§ **WHAT YOU HAVE TO DO**:
Copy all of the material below word for word, leaving out the pictures.

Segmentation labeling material
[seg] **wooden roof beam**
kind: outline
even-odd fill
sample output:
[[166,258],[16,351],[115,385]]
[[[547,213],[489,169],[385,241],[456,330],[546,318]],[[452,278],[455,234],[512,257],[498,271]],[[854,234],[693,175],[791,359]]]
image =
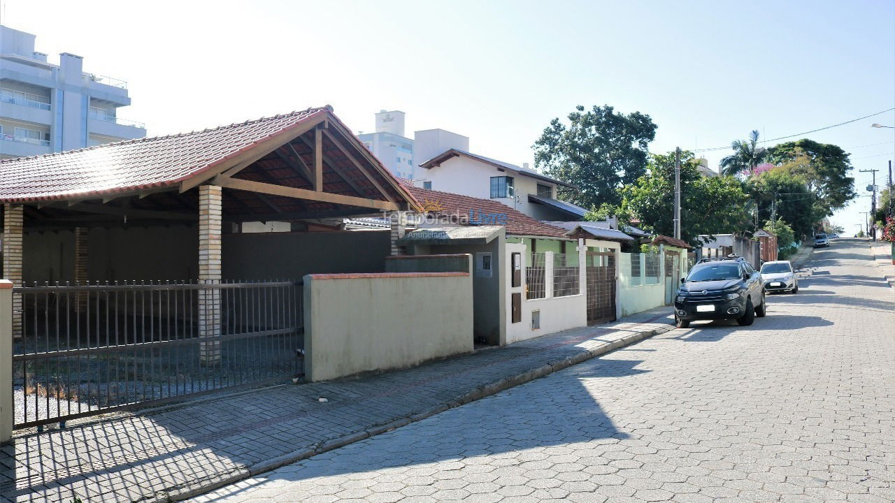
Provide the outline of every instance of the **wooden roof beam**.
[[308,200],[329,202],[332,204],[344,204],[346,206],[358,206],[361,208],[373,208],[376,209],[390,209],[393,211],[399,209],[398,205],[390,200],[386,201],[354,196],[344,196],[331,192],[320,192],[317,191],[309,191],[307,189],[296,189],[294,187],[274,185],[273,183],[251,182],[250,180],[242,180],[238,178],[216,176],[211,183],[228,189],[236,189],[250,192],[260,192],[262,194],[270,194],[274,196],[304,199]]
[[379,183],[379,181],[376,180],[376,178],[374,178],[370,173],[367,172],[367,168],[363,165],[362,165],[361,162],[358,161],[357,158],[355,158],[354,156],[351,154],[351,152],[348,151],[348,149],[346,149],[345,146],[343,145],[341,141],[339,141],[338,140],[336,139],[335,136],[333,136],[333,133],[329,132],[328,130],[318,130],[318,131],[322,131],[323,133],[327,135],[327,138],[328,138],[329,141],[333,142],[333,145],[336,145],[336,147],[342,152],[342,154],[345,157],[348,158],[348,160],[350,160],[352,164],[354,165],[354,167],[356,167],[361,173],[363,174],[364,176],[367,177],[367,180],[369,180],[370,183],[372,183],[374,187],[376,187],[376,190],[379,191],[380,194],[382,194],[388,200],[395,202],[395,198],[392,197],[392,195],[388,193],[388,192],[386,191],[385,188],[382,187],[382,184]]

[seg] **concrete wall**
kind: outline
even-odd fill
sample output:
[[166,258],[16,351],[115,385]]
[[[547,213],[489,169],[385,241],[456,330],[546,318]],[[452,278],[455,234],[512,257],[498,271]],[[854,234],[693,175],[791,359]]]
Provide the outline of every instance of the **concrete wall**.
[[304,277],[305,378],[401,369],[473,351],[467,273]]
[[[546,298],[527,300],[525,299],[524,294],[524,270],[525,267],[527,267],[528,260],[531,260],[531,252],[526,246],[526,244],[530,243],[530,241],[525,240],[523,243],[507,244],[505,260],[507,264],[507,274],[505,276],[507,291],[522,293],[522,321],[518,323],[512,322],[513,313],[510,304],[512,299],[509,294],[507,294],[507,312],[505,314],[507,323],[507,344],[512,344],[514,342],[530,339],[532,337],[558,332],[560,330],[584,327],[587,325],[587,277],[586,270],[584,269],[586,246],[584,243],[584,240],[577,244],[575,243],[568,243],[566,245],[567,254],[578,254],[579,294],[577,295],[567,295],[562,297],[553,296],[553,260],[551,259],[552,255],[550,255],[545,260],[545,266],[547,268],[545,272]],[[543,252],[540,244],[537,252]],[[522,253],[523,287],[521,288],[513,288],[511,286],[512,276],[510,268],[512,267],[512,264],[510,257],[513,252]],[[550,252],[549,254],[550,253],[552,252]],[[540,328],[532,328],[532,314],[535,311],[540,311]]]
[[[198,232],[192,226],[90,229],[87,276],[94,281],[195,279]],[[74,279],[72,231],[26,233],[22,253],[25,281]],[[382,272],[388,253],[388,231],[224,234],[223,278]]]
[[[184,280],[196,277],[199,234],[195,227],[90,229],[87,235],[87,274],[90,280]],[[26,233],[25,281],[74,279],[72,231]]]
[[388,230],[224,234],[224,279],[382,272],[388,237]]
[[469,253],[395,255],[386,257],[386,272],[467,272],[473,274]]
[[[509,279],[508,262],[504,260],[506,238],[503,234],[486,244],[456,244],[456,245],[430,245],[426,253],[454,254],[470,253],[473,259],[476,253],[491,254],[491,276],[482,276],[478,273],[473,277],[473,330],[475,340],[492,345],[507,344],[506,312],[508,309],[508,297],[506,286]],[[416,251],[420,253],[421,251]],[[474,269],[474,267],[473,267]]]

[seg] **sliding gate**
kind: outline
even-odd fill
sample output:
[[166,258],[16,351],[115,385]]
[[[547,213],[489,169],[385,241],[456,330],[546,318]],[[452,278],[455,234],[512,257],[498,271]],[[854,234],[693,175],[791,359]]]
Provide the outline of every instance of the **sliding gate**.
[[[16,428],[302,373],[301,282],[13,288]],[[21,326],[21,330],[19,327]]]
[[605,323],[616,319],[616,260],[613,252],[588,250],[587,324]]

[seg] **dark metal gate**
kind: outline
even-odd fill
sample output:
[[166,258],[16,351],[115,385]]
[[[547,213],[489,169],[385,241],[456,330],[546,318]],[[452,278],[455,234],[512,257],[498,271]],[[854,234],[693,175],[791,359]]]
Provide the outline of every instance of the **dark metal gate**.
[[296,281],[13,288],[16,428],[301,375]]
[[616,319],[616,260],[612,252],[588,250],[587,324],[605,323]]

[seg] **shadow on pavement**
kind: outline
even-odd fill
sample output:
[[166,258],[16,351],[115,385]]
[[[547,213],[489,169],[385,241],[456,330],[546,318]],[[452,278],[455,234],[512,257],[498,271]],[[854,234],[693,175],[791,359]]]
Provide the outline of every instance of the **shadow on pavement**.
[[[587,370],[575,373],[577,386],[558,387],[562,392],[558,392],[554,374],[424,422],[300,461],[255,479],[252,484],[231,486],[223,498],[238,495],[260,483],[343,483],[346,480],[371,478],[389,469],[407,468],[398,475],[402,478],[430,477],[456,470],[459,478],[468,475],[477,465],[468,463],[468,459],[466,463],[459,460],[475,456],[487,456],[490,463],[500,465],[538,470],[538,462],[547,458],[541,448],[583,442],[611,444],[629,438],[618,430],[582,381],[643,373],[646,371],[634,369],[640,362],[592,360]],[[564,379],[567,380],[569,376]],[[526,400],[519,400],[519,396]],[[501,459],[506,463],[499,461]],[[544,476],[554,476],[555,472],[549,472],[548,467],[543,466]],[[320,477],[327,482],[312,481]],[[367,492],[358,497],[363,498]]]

§ **WRITTEN ANSWER**:
[seg] **wooden roof beam**
kind: outline
even-odd fill
sample output:
[[166,258],[16,351],[115,385]]
[[[547,213],[489,169],[385,241],[456,330],[546,318]],[[452,278],[455,234],[512,257],[498,271]],[[854,234],[693,175],[791,359]]]
image =
Provide the outline of every instance of the **wooden roof beam**.
[[308,200],[329,202],[332,204],[344,204],[346,206],[358,206],[361,208],[373,208],[376,209],[390,209],[393,211],[399,209],[398,205],[390,200],[386,201],[354,196],[344,196],[331,192],[320,192],[317,191],[309,191],[307,189],[296,189],[294,187],[274,185],[273,183],[251,182],[250,180],[242,180],[238,178],[216,176],[211,183],[228,189],[236,189],[250,192],[260,192],[262,194],[270,194],[274,196],[304,199]]
[[379,183],[379,181],[376,180],[376,178],[374,178],[370,173],[367,172],[367,168],[363,165],[362,165],[361,162],[358,161],[357,158],[355,158],[354,156],[351,154],[351,152],[348,151],[348,149],[346,149],[345,146],[343,145],[341,141],[339,141],[338,140],[336,139],[335,136],[333,136],[333,133],[329,132],[328,130],[318,130],[318,131],[322,131],[323,133],[327,135],[327,138],[328,138],[329,141],[333,142],[333,145],[336,145],[336,147],[342,152],[342,154],[345,157],[348,158],[348,160],[350,160],[352,164],[354,165],[354,167],[356,167],[361,173],[363,174],[364,176],[367,177],[367,180],[369,180],[370,183],[372,183],[374,187],[376,187],[376,190],[379,191],[380,194],[382,194],[388,200],[395,202],[395,198],[392,197],[392,195],[388,193],[388,192],[386,191],[385,188],[382,187],[382,184]]

[seg] **concrete wall**
kind: outline
even-odd fill
sample output:
[[166,258],[16,351],[115,385]]
[[[547,213],[489,169],[385,241],[456,330],[546,318]],[[452,278],[455,234],[512,257],[498,271]],[[854,234],[693,175],[791,359]]]
Provide the outline of every instance of the **concrete wall**.
[[304,277],[305,378],[401,369],[473,351],[467,273]]
[[[546,298],[527,300],[525,299],[524,294],[524,270],[525,267],[527,267],[528,260],[531,260],[531,252],[526,246],[526,244],[530,243],[530,241],[525,240],[523,243],[507,244],[505,260],[507,264],[507,274],[505,276],[507,291],[522,293],[522,321],[518,323],[512,322],[513,313],[510,304],[512,299],[509,294],[507,294],[507,312],[505,314],[507,323],[507,344],[512,344],[514,342],[530,339],[532,337],[558,332],[560,330],[584,327],[587,325],[587,277],[586,270],[584,269],[586,246],[584,243],[584,240],[577,244],[575,243],[568,243],[566,245],[567,254],[578,254],[579,294],[577,295],[567,295],[562,297],[553,296],[553,260],[551,259],[552,255],[550,255],[545,260],[545,266],[547,268],[545,272]],[[543,252],[540,244],[537,252]],[[522,253],[523,287],[521,288],[513,288],[511,286],[512,276],[510,268],[512,267],[512,264],[510,257],[513,252]],[[550,252],[549,254],[550,253],[552,252]],[[540,328],[532,328],[532,314],[535,311],[540,311]]]
[[[198,232],[192,226],[90,229],[87,276],[94,281],[195,279]],[[74,279],[72,231],[26,233],[22,253],[25,281]],[[382,272],[388,253],[388,231],[224,234],[223,278]]]
[[[184,280],[196,277],[199,234],[195,227],[90,229],[87,235],[87,274],[90,280]],[[26,233],[25,281],[74,279],[72,231]]]
[[388,230],[224,234],[224,279],[382,272],[388,237]]
[[469,253],[395,255],[386,257],[386,272],[467,272],[473,274]]
[[[509,279],[508,262],[504,260],[506,238],[503,234],[486,244],[456,244],[456,245],[430,245],[426,253],[454,254],[470,253],[473,259],[476,253],[491,254],[491,276],[482,276],[478,273],[473,277],[473,330],[475,340],[492,345],[507,344],[506,312],[508,309],[508,297],[506,286]],[[416,251],[420,253],[421,251]],[[474,269],[474,267],[473,267]]]

[seg] **sliding gate**
kind: outline
even-odd fill
sample output:
[[166,258],[16,351],[115,385]]
[[[547,213],[489,169],[385,241],[456,330],[546,318]],[[452,278],[455,234],[512,257],[498,271]],[[854,234],[693,175],[791,359]]]
Provide the outline of every instance of the **sliding gate**.
[[[16,428],[302,373],[301,282],[13,288]],[[21,326],[21,330],[19,327]]]
[[605,323],[616,319],[616,260],[613,252],[588,250],[587,324]]

[seg] **dark metal gate**
kind: outline
even-odd fill
sample output:
[[166,258],[16,351],[115,385]]
[[[547,213],[489,169],[385,241],[456,330],[546,318]],[[452,278],[455,234],[512,257],[498,271]],[[854,234],[693,175],[791,359]]]
Provide the outline of every instance of the **dark metal gate**.
[[296,281],[13,288],[16,428],[301,375]]
[[616,319],[616,260],[612,252],[588,250],[587,324],[605,323]]

[seg] **shadow on pavement**
kind: outline
even-odd fill
sample output:
[[166,258],[16,351],[115,385]]
[[[547,213],[489,169],[385,241],[456,330],[546,318]],[[452,278],[455,234],[512,257],[498,271]],[[854,234],[693,175],[791,359]]]
Provide the outline of every instance of the **shadow on pavement**.
[[[587,370],[575,373],[577,386],[558,387],[562,392],[558,392],[554,374],[424,422],[300,461],[255,479],[252,484],[231,486],[223,498],[238,495],[260,483],[343,483],[346,480],[371,478],[389,469],[407,468],[398,475],[402,478],[430,477],[456,470],[459,478],[468,475],[477,465],[468,463],[468,459],[466,463],[459,460],[475,456],[487,456],[490,463],[500,465],[538,470],[538,462],[547,458],[541,448],[583,442],[611,444],[629,438],[618,430],[582,381],[643,373],[646,371],[634,369],[640,362],[592,360]],[[564,379],[567,380],[569,376]],[[526,400],[519,400],[519,396]],[[501,459],[506,463],[499,461]],[[544,476],[554,476],[555,472],[549,472],[548,467],[543,466]],[[320,477],[327,482],[312,481]],[[367,492],[358,497],[363,498]]]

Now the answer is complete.